**A few records:**

··········

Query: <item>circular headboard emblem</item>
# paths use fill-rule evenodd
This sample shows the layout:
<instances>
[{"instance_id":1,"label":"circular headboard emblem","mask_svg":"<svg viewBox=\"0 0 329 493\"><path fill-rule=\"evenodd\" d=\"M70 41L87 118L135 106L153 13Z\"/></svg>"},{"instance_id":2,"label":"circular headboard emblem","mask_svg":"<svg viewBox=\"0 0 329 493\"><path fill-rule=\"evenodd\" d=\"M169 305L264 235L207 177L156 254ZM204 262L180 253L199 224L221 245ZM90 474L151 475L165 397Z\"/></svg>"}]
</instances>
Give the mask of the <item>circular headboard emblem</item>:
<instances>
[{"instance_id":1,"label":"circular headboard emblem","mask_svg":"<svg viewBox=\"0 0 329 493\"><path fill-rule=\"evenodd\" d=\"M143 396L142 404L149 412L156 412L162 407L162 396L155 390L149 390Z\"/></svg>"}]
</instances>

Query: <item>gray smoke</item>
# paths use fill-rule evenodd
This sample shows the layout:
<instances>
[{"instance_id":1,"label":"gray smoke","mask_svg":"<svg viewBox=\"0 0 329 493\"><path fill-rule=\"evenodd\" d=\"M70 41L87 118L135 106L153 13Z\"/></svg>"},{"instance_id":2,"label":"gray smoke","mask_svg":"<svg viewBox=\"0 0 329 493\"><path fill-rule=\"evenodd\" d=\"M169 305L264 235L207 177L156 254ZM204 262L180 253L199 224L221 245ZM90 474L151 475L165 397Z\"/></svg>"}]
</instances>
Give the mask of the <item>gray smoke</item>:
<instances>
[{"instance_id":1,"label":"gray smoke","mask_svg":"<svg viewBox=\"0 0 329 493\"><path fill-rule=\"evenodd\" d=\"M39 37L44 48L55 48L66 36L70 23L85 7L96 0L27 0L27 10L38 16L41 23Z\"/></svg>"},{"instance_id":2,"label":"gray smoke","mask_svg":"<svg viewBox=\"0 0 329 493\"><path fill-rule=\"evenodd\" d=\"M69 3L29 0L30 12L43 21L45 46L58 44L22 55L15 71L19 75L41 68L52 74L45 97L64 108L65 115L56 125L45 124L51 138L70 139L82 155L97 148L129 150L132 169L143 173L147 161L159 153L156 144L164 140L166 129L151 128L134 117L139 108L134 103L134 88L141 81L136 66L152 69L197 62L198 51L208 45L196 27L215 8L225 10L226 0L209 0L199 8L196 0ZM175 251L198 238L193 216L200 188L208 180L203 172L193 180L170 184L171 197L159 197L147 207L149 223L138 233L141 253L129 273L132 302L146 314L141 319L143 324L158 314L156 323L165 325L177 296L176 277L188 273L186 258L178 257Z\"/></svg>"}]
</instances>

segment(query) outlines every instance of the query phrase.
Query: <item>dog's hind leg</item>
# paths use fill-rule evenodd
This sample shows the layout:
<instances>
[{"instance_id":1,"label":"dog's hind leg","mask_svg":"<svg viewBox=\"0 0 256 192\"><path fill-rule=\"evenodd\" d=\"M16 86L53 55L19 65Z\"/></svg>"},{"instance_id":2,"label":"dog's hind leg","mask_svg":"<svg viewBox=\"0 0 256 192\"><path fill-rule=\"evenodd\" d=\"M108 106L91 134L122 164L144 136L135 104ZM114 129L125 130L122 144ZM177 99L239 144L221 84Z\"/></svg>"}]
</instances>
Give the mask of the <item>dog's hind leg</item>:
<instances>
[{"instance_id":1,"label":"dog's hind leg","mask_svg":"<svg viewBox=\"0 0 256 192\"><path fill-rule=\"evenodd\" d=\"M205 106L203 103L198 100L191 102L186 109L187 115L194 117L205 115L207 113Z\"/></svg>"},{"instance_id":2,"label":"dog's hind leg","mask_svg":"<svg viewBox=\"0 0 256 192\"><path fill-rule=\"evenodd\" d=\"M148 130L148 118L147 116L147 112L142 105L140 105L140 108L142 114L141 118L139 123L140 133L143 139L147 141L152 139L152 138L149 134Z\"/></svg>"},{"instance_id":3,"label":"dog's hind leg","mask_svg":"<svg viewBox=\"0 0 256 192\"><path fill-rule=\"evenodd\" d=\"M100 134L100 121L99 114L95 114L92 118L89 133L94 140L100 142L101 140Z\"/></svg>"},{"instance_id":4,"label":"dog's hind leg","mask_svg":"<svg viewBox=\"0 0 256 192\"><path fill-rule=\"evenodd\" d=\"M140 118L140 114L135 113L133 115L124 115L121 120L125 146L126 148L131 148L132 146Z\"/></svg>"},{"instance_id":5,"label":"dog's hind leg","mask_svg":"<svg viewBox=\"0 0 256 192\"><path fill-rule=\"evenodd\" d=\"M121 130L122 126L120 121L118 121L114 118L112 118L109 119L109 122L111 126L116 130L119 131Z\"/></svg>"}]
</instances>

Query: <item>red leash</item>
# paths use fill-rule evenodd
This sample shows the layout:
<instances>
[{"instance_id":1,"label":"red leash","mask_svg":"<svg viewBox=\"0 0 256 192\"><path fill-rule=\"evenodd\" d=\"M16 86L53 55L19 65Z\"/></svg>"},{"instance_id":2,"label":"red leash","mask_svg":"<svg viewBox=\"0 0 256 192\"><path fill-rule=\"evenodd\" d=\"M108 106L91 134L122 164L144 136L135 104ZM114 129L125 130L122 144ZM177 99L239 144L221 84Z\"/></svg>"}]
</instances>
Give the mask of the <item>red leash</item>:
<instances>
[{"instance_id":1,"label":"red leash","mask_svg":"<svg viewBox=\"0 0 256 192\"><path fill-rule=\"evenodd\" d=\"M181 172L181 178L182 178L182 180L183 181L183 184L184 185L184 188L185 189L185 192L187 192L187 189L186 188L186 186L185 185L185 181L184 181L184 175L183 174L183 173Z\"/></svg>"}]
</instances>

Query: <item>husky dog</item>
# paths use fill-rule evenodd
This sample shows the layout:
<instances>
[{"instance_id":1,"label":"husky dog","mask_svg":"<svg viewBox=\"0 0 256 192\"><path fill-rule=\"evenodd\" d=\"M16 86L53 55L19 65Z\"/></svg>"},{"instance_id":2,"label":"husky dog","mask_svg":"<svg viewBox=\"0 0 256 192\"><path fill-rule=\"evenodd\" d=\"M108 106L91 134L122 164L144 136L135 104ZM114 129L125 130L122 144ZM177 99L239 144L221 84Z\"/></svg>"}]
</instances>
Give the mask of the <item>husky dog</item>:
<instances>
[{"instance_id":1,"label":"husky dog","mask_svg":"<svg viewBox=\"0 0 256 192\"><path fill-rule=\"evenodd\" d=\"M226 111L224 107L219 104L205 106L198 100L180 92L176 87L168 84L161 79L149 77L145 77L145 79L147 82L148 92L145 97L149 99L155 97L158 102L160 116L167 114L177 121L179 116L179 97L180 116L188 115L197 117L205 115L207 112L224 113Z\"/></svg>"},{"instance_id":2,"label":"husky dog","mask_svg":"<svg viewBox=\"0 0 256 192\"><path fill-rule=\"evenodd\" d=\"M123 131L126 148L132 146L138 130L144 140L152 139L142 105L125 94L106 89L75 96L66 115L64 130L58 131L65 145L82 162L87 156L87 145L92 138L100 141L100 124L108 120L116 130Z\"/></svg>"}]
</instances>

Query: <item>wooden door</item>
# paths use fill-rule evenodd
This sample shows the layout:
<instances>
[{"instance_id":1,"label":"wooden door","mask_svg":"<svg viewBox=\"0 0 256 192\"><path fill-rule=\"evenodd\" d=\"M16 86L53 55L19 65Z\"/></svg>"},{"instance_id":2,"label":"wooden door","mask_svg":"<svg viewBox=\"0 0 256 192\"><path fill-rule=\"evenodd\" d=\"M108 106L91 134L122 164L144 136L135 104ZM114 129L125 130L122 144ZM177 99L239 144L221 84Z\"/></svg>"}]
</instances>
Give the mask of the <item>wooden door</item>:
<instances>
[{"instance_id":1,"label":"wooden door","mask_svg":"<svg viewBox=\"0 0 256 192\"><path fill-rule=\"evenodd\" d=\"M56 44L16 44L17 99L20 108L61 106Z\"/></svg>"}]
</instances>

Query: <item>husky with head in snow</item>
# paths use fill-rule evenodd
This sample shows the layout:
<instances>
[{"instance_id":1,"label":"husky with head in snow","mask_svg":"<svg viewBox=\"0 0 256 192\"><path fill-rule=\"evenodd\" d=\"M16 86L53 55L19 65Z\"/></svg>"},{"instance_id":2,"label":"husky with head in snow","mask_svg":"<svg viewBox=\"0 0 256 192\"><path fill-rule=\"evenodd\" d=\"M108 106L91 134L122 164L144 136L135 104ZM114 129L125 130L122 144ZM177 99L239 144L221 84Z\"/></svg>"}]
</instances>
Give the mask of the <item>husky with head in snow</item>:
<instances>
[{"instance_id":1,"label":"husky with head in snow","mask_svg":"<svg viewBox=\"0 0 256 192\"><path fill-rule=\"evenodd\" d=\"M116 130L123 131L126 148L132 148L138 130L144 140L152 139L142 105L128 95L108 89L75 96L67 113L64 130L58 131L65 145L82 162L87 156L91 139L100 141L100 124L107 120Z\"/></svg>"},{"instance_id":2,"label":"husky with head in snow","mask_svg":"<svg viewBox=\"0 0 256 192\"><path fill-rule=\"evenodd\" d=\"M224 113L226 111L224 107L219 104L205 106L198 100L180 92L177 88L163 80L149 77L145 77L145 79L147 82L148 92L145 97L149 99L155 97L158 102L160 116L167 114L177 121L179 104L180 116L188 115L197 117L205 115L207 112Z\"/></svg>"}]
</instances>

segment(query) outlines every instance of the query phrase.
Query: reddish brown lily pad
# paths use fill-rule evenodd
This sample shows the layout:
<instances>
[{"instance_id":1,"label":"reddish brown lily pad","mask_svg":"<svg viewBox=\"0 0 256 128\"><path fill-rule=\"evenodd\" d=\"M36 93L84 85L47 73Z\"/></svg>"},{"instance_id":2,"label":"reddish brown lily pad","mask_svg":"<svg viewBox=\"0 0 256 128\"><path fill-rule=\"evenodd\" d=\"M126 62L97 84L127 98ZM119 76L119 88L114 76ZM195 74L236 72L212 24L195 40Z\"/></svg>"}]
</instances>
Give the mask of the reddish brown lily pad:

··········

**What is expected:** Please convert the lines starting at the one that contains "Query: <item>wooden door</item>" and ending at the one that contains "44L16 44L17 99L20" into a Markdown table with two columns, Row and Line, skipping any blank lines.

**Solution below:**
| Row | Line |
|---|---|
| 1 | Query: <item>wooden door</item> |
| 2 | # paths use fill-rule evenodd |
| 3 | This sample shows the layout: |
| 4 | <instances> |
| 5 | [{"instance_id":1,"label":"wooden door","mask_svg":"<svg viewBox=\"0 0 256 192\"><path fill-rule=\"evenodd\" d=\"M16 86L53 55L19 65Z\"/></svg>"},{"instance_id":2,"label":"wooden door","mask_svg":"<svg viewBox=\"0 0 256 192\"><path fill-rule=\"evenodd\" d=\"M108 106L91 134L122 164L144 136L135 104ZM114 129L125 130L122 144ZM177 99L239 144L221 84Z\"/></svg>"}] |
| 6 | </instances> |
| 7 | Give the mask of the <item>wooden door</item>: |
| 8 | <instances> |
| 9 | [{"instance_id":1,"label":"wooden door","mask_svg":"<svg viewBox=\"0 0 256 192\"><path fill-rule=\"evenodd\" d=\"M56 44L16 44L17 99L20 108L61 106Z\"/></svg>"}] |